## DATA EXCERPTS
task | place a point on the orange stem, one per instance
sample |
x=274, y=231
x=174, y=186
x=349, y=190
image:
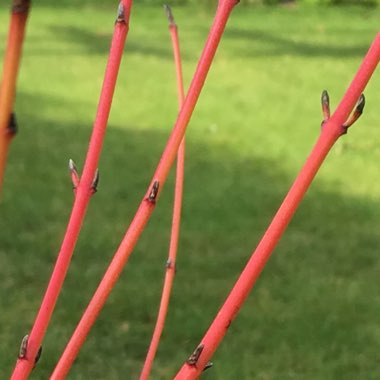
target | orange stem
x=19, y=16
x=147, y=205
x=171, y=263
x=85, y=188
x=332, y=128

## THE EXERCISE
Express the material above as a JSON list of strings with one string per line. Leave out blank lines and the picture.

## RESPONSE TO THE EXERCISE
[
  "task | place a point on the orange stem, one per instance",
  "sample |",
  "x=274, y=231",
  "x=174, y=186",
  "x=349, y=190",
  "image:",
  "target | orange stem",
  "x=19, y=16",
  "x=147, y=205",
  "x=171, y=263",
  "x=85, y=188",
  "x=332, y=128"
]